→ Extract to read
Judging by the messages, there is data on these tapes that is not in netbackup format. Something else must 've written data on the tapes that are getting frozen. Are you using another backup solution (Backup Exec, System recovery, ...)?

You can get them outside of your netbackup pool and do not allow netbackup to use them, or you can format them.

A_3
Level 4
Certified

No These are used only for Netbackup.

How you are confirming that other data is writting to this ? Please tell me

A 'tidy-up' of the "grep -i freez" output of bperror:

FREEZING media id B00132, it contains ANSI-format data and cannot be used for backups
FREEZING media id B00682, it contains ANSI-format data and cannot be used for backups
FREEZING media id B00894, it contains ANSI-format data and cannot be used for backups
FREEZING media id B00895, it contains ANSI-format data and cannot be used for backups
FREEZING media id B00900, it contains ANSI-format data and cannot be used for backups
FREEZING media id B02111, it contains ANSI-format data and cannot be used for backups
FREEZING media id B02648, it contains ANSI-format data and cannot be used for backups
incorrect media found in drive index 33, expected B01321, found TIME, FREEZING B01321
incorrect media found in drive index 33, expected B01710, found TIME, FREEZING B01710
incorrect media found in drive index 33, expected B01716, found TIME, FREEZING B01716
incorrect media found in drive index 33, expected B01726, found TIME, FREEZING B01726

- looks like 7 media are reported as containing ANSI-format data and 4 media are incorrectly labelled (as "TIME")

The output of the "grep -i tapealert" seems to indicate a possible drive issue as all but one (index 8) relate to one drive (index 6) ... suprised it hasn't DOWNED?

Marianne
Level 6
Partner    VIP    Accredited Certified

You firstly need to find out where these pieces of media came from - why do some of them have ANSI headers?

Why do some of them have internal label of TIME ?

→ List of tasks
A. Translate this sentence from the forum thread on frozen NetBackup tapes into Spanish: "You can get them outside of your netbackup pool and do not allow netbackup to use them, or you can format them."
B. Reproduce word for word the part of the forum thread on frozen NetBackup tapes between "You firstly need" and "label of TIME ?", inclusive.

→ Data supplied

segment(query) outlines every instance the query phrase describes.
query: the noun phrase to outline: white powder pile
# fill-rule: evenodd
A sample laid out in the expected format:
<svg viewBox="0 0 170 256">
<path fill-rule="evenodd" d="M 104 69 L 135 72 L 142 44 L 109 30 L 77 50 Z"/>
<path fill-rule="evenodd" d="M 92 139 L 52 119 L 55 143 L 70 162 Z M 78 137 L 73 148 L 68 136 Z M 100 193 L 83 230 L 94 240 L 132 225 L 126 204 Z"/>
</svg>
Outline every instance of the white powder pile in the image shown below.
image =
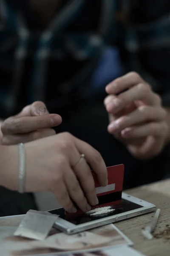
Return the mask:
<svg viewBox="0 0 170 256">
<path fill-rule="evenodd" d="M 105 206 L 104 207 L 99 207 L 96 208 L 93 210 L 91 210 L 87 212 L 86 213 L 91 215 L 100 215 L 102 214 L 105 214 L 108 212 L 111 212 L 115 210 L 115 209 L 110 209 L 111 206 Z"/>
</svg>

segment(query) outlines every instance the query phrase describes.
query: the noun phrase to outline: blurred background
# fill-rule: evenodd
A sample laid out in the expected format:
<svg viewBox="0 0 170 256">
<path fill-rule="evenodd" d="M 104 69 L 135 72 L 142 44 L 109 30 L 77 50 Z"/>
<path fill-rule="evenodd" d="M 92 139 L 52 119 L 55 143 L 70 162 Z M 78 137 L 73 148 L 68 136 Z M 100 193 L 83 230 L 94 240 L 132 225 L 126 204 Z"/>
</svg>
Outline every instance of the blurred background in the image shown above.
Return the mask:
<svg viewBox="0 0 170 256">
<path fill-rule="evenodd" d="M 169 149 L 154 160 L 134 159 L 108 133 L 103 102 L 106 85 L 133 70 L 169 104 L 170 1 L 0 0 L 0 5 L 2 120 L 42 101 L 62 116 L 57 133 L 68 131 L 90 143 L 108 166 L 125 165 L 125 188 L 165 177 Z M 36 197 L 41 209 L 56 208 L 50 193 Z"/>
</svg>

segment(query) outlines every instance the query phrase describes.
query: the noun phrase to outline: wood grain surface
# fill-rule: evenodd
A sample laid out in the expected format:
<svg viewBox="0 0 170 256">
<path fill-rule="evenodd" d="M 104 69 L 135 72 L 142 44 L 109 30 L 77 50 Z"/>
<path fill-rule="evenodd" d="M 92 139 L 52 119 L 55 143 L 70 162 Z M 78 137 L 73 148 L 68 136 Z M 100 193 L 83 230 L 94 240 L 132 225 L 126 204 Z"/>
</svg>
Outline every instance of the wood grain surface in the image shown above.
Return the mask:
<svg viewBox="0 0 170 256">
<path fill-rule="evenodd" d="M 154 213 L 134 218 L 116 225 L 134 243 L 134 248 L 147 256 L 170 255 L 170 180 L 127 190 L 126 192 L 155 204 L 161 209 L 156 238 L 147 240 L 141 229 L 152 220 Z"/>
<path fill-rule="evenodd" d="M 116 227 L 133 242 L 135 249 L 147 256 L 170 256 L 170 180 L 125 192 L 154 204 L 161 209 L 154 233 L 156 238 L 148 241 L 141 234 L 141 229 L 151 221 L 154 213 L 118 222 Z M 0 226 L 17 226 L 23 218 L 23 215 L 16 216 L 12 221 L 10 218 L 1 218 Z"/>
</svg>

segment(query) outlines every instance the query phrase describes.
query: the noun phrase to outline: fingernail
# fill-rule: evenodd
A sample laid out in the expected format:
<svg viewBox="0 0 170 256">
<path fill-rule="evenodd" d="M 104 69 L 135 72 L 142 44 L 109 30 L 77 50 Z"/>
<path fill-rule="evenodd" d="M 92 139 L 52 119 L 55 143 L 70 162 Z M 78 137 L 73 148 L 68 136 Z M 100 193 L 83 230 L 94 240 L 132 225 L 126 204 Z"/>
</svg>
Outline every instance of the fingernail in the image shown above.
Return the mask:
<svg viewBox="0 0 170 256">
<path fill-rule="evenodd" d="M 120 103 L 120 101 L 118 99 L 114 99 L 113 102 L 114 106 L 116 107 L 119 107 Z"/>
<path fill-rule="evenodd" d="M 126 128 L 121 131 L 121 135 L 122 136 L 125 137 L 128 137 L 130 135 L 132 129 L 130 127 Z"/>
<path fill-rule="evenodd" d="M 114 109 L 117 110 L 117 108 L 119 107 L 120 104 L 121 102 L 118 99 L 114 99 L 106 107 L 107 110 L 108 111 L 114 111 Z"/>
<path fill-rule="evenodd" d="M 61 118 L 60 116 L 57 116 L 51 117 L 51 120 L 52 124 L 55 125 L 58 125 L 59 122 L 61 122 Z"/>
<path fill-rule="evenodd" d="M 91 209 L 91 206 L 90 205 L 88 204 L 86 204 L 86 210 L 87 211 L 90 211 Z"/>
<path fill-rule="evenodd" d="M 73 207 L 73 208 L 71 209 L 71 211 L 72 212 L 77 212 L 77 209 L 76 208 L 76 207 Z"/>
<path fill-rule="evenodd" d="M 107 86 L 106 87 L 106 92 L 108 92 L 108 90 L 113 90 L 115 89 L 117 87 L 117 85 L 115 83 L 110 83 L 110 84 L 108 84 L 108 85 L 107 85 Z"/>
<path fill-rule="evenodd" d="M 115 123 L 115 122 L 112 123 L 108 126 L 108 129 L 112 132 L 115 131 L 119 129 L 118 124 Z"/>
</svg>

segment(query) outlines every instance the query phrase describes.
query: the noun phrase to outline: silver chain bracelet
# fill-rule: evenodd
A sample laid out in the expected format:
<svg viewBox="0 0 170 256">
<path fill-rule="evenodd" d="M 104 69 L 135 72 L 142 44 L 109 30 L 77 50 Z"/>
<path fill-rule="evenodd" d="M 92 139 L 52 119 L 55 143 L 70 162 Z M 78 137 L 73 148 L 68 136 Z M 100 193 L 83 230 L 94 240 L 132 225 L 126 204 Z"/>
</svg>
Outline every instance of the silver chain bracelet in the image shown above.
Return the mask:
<svg viewBox="0 0 170 256">
<path fill-rule="evenodd" d="M 24 193 L 25 192 L 26 180 L 26 154 L 24 145 L 20 143 L 18 144 L 19 155 L 19 192 Z"/>
</svg>

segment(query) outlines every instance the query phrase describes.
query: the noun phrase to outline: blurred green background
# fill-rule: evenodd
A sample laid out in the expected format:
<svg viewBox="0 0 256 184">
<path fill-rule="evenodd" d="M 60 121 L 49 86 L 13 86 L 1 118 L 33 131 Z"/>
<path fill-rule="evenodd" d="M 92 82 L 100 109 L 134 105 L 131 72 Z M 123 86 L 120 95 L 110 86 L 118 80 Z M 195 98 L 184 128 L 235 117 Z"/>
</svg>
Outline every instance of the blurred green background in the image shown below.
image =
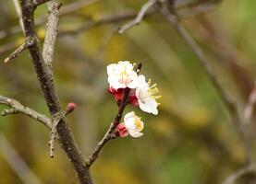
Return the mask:
<svg viewBox="0 0 256 184">
<path fill-rule="evenodd" d="M 61 1 L 63 7 L 74 2 Z M 192 4 L 177 7 L 181 15 L 201 6 L 213 8 L 197 16 L 182 16 L 182 23 L 242 110 L 256 75 L 256 1 L 188 2 Z M 60 33 L 76 30 L 106 15 L 139 11 L 144 3 L 104 0 L 86 6 L 61 17 Z M 2 0 L 0 10 L 0 32 L 18 26 L 12 1 Z M 43 5 L 36 10 L 36 17 L 46 12 Z M 244 165 L 245 154 L 228 113 L 198 59 L 158 13 L 119 35 L 116 29 L 126 22 L 93 26 L 79 34 L 60 34 L 56 43 L 55 86 L 64 109 L 70 101 L 78 104 L 67 121 L 85 156 L 104 134 L 117 109 L 106 92 L 107 64 L 124 60 L 141 62 L 141 73 L 157 83 L 163 96 L 158 116 L 131 106 L 126 109 L 126 112 L 135 110 L 142 117 L 144 135 L 108 143 L 91 168 L 95 182 L 220 183 Z M 44 24 L 37 29 L 41 39 L 44 29 Z M 22 41 L 22 32 L 1 38 L 0 61 Z M 0 75 L 1 95 L 49 115 L 27 51 L 7 64 L 1 62 Z M 0 106 L 1 110 L 5 108 Z M 42 124 L 22 115 L 7 116 L 0 118 L 0 130 L 39 183 L 78 183 L 71 164 L 58 145 L 55 157 L 49 157 L 49 132 Z M 23 183 L 7 162 L 6 145 L 0 142 L 0 183 Z M 245 178 L 238 182 L 247 183 Z"/>
</svg>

→ Solved problems
A. Puede sacarlas de su pool de netbackup y no permitir que netbackup las use, o puede formatearlas.

B.
You firstly need to find out where these pieces of media came from - why do some of them have ANSI headers?

Why do some of them have internal label of TIME ?